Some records

-*-

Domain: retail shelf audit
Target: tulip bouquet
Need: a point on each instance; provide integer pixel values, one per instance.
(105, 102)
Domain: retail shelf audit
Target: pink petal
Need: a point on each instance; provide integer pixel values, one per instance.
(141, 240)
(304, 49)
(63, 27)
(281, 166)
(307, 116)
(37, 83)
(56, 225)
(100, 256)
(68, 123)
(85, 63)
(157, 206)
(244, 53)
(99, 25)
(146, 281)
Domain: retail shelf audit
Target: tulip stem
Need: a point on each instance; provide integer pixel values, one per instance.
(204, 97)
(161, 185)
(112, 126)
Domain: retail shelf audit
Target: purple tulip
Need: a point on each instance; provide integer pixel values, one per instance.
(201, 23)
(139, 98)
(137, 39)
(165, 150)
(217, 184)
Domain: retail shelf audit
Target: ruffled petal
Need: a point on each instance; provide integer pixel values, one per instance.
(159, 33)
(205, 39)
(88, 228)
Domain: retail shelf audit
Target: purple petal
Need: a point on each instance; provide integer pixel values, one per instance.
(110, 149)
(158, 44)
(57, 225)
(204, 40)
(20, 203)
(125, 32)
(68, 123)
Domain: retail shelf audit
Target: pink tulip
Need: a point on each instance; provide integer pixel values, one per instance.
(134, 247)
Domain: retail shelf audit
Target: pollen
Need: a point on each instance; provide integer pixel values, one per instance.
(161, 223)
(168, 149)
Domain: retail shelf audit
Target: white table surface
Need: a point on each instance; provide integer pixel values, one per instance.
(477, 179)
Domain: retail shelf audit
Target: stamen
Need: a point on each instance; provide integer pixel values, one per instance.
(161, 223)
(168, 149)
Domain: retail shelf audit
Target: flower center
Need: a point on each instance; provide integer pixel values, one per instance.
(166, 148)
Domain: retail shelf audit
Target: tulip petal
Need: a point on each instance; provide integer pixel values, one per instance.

-*-

• EXERCISE:
Locate every line in the records above that contains the word "tulip" and copy each of those lines.

• SOLVED EXERCISE:
Target: tulip bouquet
Target: tulip stem
Target: purple tulip
Target: pink tulip
Target: tulip petal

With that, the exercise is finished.